──────── DATA LINES ────────
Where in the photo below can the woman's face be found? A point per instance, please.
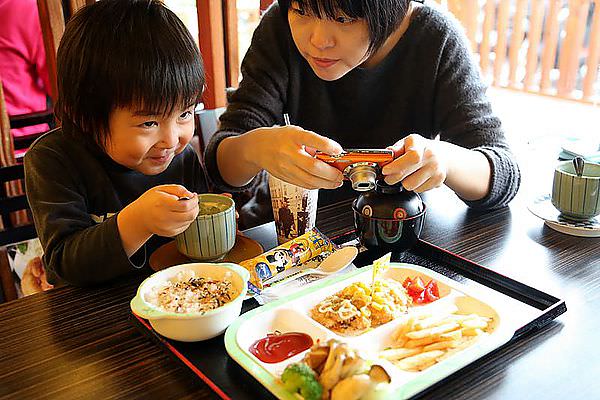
(332, 47)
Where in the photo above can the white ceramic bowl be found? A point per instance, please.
(195, 326)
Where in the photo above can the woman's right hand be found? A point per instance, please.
(287, 152)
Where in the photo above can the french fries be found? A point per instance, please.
(422, 341)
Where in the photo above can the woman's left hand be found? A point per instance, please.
(420, 164)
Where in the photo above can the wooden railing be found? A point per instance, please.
(549, 47)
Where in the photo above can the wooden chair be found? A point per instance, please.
(15, 222)
(13, 232)
(53, 16)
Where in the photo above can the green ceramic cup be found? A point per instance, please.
(577, 197)
(212, 234)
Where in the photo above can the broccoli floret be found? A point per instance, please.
(301, 378)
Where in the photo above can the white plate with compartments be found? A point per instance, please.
(292, 314)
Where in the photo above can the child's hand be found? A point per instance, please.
(420, 164)
(162, 213)
(287, 153)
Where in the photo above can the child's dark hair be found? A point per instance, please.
(125, 53)
(382, 16)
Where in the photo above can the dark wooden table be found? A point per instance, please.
(79, 343)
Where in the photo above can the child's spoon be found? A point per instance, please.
(336, 261)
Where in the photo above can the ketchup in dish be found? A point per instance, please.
(278, 346)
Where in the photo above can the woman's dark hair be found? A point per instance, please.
(382, 16)
(125, 53)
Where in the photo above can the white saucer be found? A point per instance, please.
(542, 207)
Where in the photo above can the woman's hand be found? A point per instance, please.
(34, 278)
(420, 164)
(423, 164)
(287, 152)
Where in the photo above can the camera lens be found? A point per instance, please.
(362, 177)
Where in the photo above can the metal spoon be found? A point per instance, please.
(579, 164)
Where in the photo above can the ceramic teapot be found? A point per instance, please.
(389, 217)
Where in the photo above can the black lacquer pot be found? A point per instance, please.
(389, 217)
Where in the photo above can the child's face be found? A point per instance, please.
(332, 47)
(148, 143)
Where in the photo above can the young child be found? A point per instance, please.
(107, 187)
(363, 74)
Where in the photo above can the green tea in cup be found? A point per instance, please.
(212, 234)
(577, 197)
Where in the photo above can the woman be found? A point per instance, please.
(363, 74)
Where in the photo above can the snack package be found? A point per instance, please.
(294, 253)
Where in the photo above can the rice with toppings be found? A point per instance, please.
(188, 293)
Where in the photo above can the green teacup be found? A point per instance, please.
(577, 197)
(212, 234)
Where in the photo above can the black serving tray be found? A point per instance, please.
(210, 362)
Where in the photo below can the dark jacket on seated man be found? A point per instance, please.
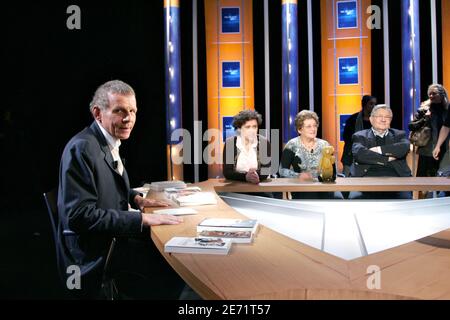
(231, 155)
(372, 164)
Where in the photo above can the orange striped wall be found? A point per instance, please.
(224, 47)
(446, 43)
(342, 99)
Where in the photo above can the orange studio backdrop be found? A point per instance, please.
(229, 58)
(346, 64)
(446, 43)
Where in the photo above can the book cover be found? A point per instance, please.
(174, 193)
(177, 211)
(198, 245)
(233, 236)
(196, 199)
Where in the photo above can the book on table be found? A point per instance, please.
(196, 199)
(198, 245)
(228, 225)
(177, 211)
(233, 236)
(161, 185)
(174, 193)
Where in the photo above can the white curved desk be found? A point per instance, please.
(277, 266)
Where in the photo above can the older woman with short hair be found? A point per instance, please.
(246, 156)
(302, 154)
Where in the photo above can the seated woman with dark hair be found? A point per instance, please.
(302, 154)
(246, 156)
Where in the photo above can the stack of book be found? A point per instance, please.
(161, 185)
(198, 245)
(235, 230)
(195, 199)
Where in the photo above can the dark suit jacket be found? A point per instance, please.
(229, 167)
(92, 201)
(397, 146)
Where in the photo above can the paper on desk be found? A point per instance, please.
(177, 211)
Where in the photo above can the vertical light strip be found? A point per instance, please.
(243, 54)
(267, 67)
(289, 37)
(310, 56)
(335, 104)
(173, 84)
(433, 41)
(410, 59)
(229, 67)
(197, 141)
(387, 75)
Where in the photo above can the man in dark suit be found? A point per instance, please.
(356, 122)
(94, 196)
(380, 152)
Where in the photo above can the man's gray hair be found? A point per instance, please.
(100, 98)
(378, 107)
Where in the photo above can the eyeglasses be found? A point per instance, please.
(313, 126)
(383, 117)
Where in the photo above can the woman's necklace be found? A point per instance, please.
(309, 145)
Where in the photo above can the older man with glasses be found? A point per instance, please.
(380, 152)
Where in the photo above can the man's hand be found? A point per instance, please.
(376, 149)
(252, 176)
(158, 219)
(144, 202)
(436, 152)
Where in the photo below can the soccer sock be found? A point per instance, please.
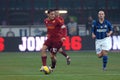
(105, 59)
(63, 53)
(53, 61)
(44, 58)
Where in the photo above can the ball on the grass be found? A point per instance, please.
(46, 70)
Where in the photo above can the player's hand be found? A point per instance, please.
(63, 39)
(93, 36)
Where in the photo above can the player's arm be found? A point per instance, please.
(63, 29)
(110, 29)
(64, 32)
(93, 30)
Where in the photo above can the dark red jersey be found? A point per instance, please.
(55, 28)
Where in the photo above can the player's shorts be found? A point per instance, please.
(103, 44)
(53, 45)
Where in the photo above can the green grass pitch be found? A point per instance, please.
(84, 66)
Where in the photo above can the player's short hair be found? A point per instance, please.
(50, 10)
(56, 9)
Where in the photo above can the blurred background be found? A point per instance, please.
(24, 18)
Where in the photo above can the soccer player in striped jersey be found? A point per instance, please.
(56, 34)
(101, 31)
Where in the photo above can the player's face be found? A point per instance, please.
(57, 13)
(51, 15)
(101, 15)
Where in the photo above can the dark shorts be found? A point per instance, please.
(53, 45)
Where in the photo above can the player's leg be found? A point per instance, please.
(43, 56)
(53, 60)
(64, 54)
(106, 47)
(105, 59)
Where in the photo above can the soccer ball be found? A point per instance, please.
(46, 70)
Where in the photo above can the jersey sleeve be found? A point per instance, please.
(62, 27)
(93, 27)
(110, 27)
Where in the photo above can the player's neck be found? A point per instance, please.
(101, 20)
(50, 19)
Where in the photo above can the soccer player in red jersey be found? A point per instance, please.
(57, 14)
(56, 33)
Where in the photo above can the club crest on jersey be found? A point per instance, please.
(105, 26)
(101, 26)
(53, 21)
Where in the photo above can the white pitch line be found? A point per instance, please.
(69, 75)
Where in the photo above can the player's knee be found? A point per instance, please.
(60, 50)
(99, 55)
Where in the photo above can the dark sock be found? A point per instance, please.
(53, 61)
(105, 59)
(63, 53)
(44, 58)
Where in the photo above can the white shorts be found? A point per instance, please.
(103, 44)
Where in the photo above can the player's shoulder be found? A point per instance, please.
(59, 19)
(46, 20)
(107, 21)
(95, 22)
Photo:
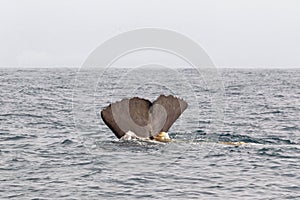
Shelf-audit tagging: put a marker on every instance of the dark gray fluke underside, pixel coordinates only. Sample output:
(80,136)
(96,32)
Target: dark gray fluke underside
(143,117)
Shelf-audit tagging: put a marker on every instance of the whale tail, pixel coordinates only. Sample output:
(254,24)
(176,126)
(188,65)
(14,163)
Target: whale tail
(144,118)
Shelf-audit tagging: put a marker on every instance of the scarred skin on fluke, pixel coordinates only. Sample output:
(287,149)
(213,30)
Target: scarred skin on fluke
(141,118)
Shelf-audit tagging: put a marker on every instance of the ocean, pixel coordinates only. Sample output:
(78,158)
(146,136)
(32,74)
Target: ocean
(240,141)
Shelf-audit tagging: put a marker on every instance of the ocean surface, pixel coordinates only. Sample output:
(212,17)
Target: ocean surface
(54,145)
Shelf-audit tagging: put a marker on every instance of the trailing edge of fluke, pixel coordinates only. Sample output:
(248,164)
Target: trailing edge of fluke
(142,117)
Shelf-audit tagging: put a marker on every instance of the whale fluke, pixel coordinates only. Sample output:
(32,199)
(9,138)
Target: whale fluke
(141,116)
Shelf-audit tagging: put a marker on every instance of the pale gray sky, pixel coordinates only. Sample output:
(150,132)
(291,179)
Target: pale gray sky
(234,33)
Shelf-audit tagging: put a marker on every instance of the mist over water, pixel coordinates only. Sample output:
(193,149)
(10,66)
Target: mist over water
(53,143)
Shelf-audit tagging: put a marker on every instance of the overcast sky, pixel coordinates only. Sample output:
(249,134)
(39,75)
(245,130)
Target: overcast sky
(234,33)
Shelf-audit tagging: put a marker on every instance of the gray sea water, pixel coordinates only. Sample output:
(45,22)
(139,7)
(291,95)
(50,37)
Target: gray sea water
(54,145)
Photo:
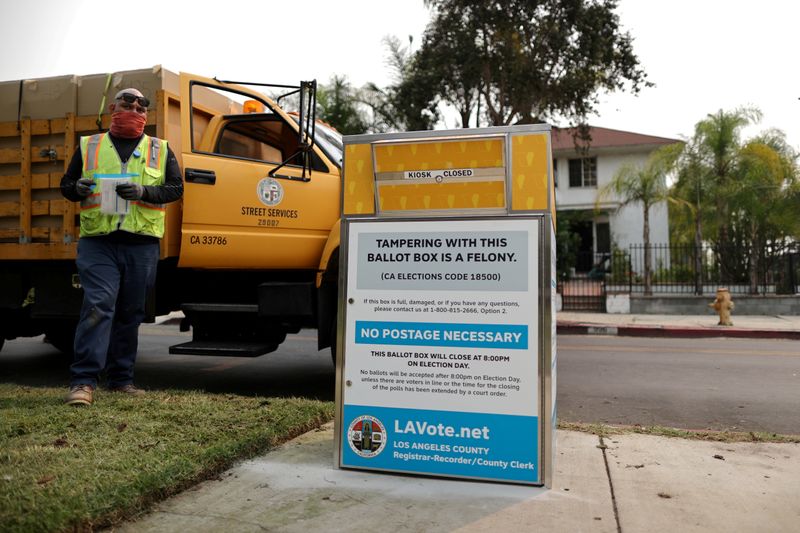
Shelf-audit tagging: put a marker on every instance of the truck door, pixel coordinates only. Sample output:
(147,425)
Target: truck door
(234,214)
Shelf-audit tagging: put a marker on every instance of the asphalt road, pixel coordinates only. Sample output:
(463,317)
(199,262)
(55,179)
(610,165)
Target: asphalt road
(723,383)
(735,384)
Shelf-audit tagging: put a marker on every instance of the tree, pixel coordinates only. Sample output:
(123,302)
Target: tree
(741,195)
(338,105)
(524,61)
(641,184)
(689,191)
(762,202)
(405,104)
(718,139)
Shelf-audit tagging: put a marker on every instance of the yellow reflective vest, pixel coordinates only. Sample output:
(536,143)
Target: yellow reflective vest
(100,158)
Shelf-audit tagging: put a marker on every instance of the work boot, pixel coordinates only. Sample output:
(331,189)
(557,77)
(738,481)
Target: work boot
(79,395)
(129,389)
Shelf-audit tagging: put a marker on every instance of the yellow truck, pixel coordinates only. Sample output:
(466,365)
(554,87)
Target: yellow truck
(249,254)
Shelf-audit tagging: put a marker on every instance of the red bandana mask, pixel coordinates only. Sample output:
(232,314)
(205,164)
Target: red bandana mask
(127,124)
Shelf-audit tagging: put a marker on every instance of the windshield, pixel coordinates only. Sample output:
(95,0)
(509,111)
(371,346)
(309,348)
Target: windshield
(329,140)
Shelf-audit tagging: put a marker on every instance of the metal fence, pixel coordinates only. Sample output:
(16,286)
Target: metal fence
(681,269)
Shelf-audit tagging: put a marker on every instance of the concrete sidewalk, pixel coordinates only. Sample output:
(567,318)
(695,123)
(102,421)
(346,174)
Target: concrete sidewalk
(620,483)
(754,326)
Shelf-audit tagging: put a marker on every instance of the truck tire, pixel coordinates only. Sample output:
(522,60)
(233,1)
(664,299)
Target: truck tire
(62,337)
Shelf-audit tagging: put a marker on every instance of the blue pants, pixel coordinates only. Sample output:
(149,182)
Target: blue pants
(115,279)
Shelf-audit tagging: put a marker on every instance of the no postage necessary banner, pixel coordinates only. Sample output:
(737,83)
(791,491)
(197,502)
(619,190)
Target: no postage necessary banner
(441,348)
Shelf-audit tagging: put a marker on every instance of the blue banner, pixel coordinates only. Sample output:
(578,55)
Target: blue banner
(508,336)
(476,445)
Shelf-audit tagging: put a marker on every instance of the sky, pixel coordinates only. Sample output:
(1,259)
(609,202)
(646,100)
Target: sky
(701,55)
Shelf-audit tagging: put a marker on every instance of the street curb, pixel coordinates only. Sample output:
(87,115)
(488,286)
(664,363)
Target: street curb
(688,332)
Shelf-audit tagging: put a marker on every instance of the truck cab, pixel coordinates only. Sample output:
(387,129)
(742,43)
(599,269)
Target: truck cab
(260,205)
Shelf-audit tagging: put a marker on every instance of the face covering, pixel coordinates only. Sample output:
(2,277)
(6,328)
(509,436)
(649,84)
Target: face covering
(127,124)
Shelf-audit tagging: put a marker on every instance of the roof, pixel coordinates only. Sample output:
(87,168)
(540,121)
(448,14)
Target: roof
(562,139)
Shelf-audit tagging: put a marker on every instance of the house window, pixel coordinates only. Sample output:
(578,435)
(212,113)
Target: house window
(583,172)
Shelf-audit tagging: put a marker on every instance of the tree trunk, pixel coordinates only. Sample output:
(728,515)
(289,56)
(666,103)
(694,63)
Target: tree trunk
(698,250)
(752,260)
(648,290)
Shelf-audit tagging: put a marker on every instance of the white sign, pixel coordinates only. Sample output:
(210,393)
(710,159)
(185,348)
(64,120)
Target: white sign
(442,348)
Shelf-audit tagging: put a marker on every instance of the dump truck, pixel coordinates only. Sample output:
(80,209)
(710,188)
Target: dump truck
(249,254)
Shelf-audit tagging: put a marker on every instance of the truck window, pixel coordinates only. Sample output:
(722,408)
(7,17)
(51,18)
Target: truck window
(232,132)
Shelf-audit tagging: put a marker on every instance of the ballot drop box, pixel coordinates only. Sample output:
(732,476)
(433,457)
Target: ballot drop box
(446,345)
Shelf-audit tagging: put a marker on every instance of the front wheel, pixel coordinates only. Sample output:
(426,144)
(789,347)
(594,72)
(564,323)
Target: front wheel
(332,337)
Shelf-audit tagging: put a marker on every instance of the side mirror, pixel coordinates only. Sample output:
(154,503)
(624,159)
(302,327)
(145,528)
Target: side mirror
(305,132)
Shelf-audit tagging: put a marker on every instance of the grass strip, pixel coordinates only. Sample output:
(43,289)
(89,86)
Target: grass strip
(82,468)
(605,430)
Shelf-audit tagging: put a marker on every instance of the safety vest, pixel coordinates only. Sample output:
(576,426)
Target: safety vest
(148,168)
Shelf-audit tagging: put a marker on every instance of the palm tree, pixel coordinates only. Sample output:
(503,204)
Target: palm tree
(641,184)
(718,142)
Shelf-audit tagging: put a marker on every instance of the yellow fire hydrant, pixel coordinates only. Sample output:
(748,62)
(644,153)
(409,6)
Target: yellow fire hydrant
(723,305)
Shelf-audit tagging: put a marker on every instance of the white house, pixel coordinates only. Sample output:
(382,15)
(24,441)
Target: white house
(580,174)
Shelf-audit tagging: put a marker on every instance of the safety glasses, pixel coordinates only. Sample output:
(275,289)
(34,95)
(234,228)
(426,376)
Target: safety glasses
(131,98)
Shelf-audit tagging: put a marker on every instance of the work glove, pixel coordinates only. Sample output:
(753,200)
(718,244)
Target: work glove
(84,186)
(130,191)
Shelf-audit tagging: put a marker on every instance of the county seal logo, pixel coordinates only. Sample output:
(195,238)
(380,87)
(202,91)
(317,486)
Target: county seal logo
(270,191)
(366,436)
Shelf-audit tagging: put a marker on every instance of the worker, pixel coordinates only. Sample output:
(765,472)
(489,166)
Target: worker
(117,253)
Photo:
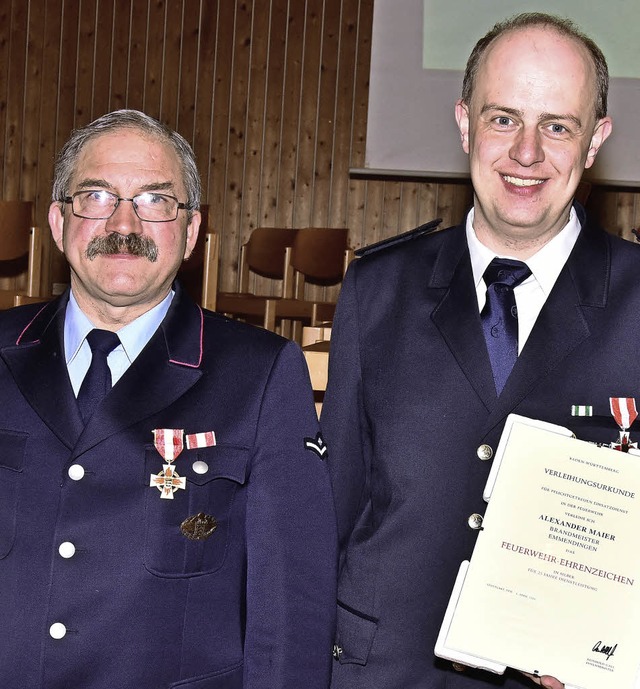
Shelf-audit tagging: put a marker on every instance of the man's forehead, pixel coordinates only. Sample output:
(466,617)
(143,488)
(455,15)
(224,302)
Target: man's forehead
(130,152)
(534,40)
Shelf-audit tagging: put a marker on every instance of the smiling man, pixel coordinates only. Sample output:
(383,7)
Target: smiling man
(165,515)
(525,307)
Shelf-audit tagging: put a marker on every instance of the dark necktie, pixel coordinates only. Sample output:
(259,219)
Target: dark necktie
(500,316)
(97,382)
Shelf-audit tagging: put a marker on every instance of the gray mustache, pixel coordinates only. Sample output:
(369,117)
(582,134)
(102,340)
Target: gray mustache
(114,243)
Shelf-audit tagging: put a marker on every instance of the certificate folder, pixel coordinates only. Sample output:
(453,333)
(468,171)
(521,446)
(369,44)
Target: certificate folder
(553,585)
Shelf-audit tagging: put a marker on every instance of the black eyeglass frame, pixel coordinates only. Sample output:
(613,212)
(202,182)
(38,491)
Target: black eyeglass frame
(69,200)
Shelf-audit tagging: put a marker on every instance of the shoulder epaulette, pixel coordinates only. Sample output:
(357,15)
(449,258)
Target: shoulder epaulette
(399,238)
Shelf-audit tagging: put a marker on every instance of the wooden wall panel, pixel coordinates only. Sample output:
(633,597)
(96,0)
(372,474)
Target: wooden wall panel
(271,94)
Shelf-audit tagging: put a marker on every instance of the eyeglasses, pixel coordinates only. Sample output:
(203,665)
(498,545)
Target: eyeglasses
(98,204)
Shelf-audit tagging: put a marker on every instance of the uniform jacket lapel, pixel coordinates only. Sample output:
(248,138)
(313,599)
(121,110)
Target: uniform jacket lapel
(457,317)
(166,368)
(574,309)
(164,371)
(38,366)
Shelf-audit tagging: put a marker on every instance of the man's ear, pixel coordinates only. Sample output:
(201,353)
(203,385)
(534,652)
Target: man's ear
(56,223)
(600,135)
(462,118)
(192,233)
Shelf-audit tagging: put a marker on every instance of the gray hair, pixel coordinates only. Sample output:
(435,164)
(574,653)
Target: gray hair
(126,119)
(565,27)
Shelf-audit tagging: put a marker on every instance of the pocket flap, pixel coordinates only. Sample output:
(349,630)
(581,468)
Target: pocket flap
(218,461)
(12,447)
(354,636)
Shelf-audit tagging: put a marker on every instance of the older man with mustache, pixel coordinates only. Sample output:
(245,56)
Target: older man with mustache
(165,514)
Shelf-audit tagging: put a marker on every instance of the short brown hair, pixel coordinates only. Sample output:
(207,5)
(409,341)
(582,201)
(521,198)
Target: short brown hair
(563,26)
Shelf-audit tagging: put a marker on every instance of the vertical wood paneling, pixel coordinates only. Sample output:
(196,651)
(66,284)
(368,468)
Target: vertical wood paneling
(154,26)
(17,41)
(272,94)
(287,184)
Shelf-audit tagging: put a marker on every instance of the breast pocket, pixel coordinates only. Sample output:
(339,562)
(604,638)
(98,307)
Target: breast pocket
(189,534)
(12,451)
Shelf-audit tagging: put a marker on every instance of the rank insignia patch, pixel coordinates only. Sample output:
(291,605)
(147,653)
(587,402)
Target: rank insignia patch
(199,527)
(316,445)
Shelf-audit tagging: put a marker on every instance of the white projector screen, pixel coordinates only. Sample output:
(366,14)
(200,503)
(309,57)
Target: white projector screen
(419,49)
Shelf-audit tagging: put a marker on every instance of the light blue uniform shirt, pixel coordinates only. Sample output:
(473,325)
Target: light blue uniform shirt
(133,338)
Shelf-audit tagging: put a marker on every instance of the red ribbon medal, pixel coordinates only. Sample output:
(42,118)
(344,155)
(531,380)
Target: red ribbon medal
(169,442)
(625,413)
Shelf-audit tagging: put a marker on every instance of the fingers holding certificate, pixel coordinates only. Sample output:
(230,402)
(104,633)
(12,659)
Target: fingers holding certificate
(557,543)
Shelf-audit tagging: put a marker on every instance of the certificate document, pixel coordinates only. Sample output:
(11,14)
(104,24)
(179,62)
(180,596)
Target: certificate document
(553,585)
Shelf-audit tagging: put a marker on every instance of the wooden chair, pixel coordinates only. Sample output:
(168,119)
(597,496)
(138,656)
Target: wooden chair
(320,256)
(265,254)
(20,253)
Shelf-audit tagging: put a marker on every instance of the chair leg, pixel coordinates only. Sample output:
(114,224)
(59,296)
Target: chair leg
(270,314)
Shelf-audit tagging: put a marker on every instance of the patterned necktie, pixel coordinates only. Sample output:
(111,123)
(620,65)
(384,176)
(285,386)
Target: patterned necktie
(500,316)
(97,381)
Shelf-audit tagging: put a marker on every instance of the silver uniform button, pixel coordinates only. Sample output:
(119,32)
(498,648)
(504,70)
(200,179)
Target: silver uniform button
(200,467)
(76,472)
(57,630)
(67,550)
(484,452)
(475,521)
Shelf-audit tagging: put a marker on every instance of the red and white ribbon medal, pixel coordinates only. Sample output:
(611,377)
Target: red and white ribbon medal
(623,410)
(169,442)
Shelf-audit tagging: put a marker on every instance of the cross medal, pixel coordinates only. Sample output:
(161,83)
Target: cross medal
(169,442)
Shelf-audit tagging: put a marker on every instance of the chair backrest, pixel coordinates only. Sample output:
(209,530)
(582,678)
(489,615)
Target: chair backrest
(265,250)
(19,240)
(15,224)
(318,254)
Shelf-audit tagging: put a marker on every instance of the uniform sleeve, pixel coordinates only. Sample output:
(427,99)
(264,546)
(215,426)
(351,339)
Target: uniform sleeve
(344,420)
(291,539)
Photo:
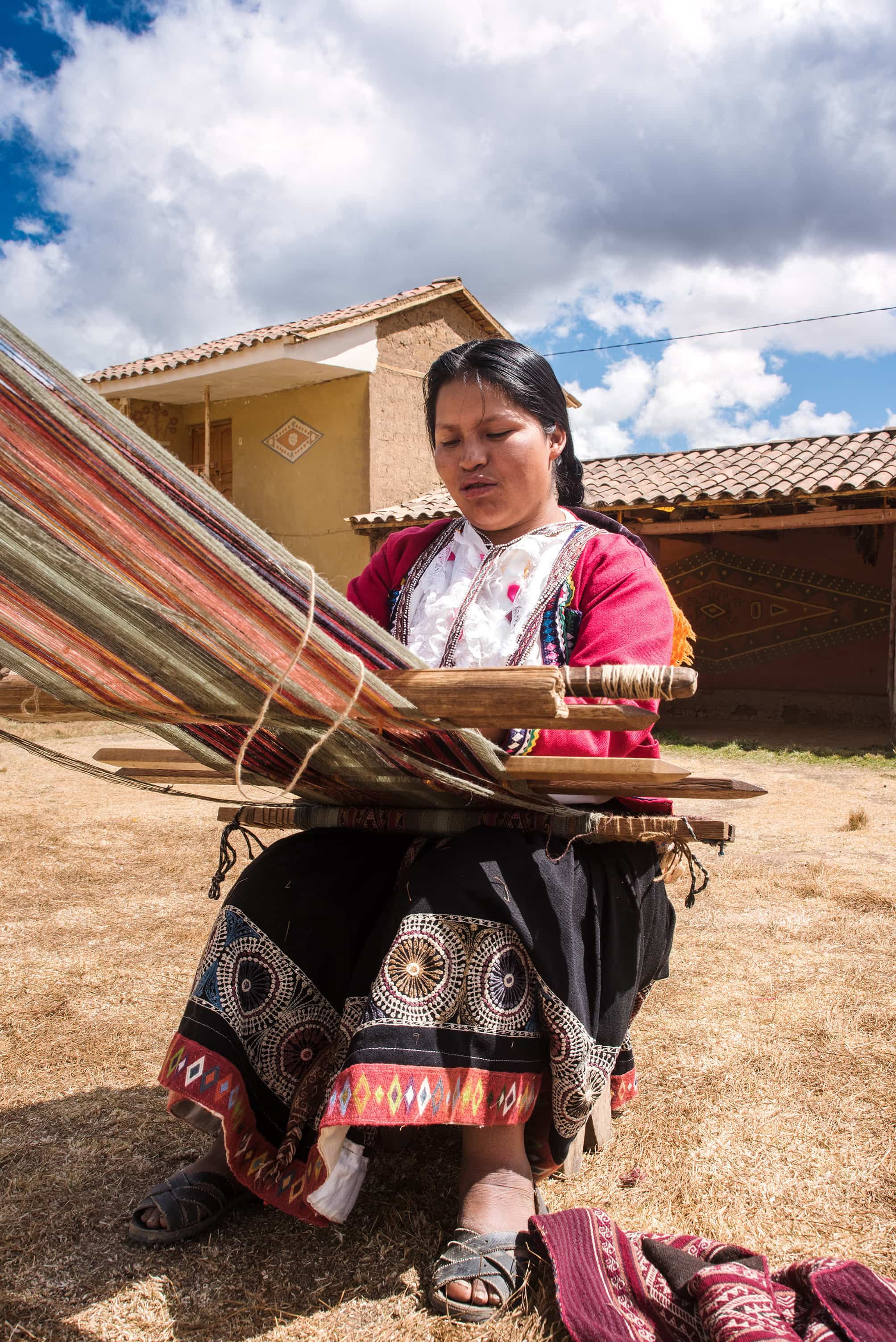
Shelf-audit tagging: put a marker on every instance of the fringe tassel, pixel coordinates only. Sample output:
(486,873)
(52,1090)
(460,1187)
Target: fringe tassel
(227,853)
────────
### DO THIS
Your copy should consist only of the lines from the line holding "of the fingers" through the final line of the listing above, both included, with all pictures omitted.

### SOLUTION TO THE PROBLEM
Shelf-audit tagging: put a marker on every instance of the fingers holding certificate, pixel coordinates only. Sample output:
(230,402)
(104,633)
(12,659)
Target: fingers holding certificate
(557,543)
Shelf-audit tagging: put a marker on every instance of the certificate document, pixel coordinates only. Sample output:
(11,14)
(104,24)
(179,62)
(180,596)
Target: certificate document
(553,585)
Shelf-audit tagging: put a marker on every instance of the wooden chair, pixel coordinates only. Sample output:
(168,119)
(597,496)
(138,656)
Target: wooden chair
(320,256)
(265,254)
(20,253)
Shelf-audit tagging: put a marker on every instance of the chair leg, pixel coordinates only. Sample output:
(114,224)
(59,296)
Target: chair leg
(270,314)
Shelf-audit tagging: put a marker on every instance of the patterned necktie, pixel coordinates only. Sample output:
(111,123)
(620,65)
(384,176)
(285,386)
Target: patterned necktie
(500,316)
(97,381)
Shelf-audit tagging: put a marker on every instance of the silver uniform button, pixel coordinates only. Sample output:
(119,32)
(498,648)
(504,70)
(200,179)
Target: silver uniform button
(200,467)
(76,472)
(57,630)
(67,550)
(484,452)
(475,521)
Shelf-audit tagging: put a marker on every instance of the red and white ribbon medal, pixel coordinates only. Sample output:
(611,377)
Target: red and white ribbon medal
(623,410)
(169,442)
Shelf-audit tagging: put a marker on every instance of the cross medal, pixel coordinates only. Sample output:
(161,83)
Target: cross medal
(169,442)
Shelf-audit tagging: put a marker on every instance of the chair backrest, pixel coordinates only. Sample output:
(209,530)
(582,678)
(489,615)
Target: chair backrest
(265,250)
(19,240)
(15,224)
(318,254)
Shelf-audit tagging: put a marker on every instance of the uniform sleeve, pixel coordinates only. Sample output:
(427,99)
(264,546)
(215,426)
(351,339)
Target: uniform sleeve
(344,420)
(291,539)
Photo:
Shelf-audit tagging: put a marker on every instance of the fringe tassel, pixel coordinates only. Sample output:
(486,873)
(52,1090)
(460,1187)
Target: fringe tassel
(227,853)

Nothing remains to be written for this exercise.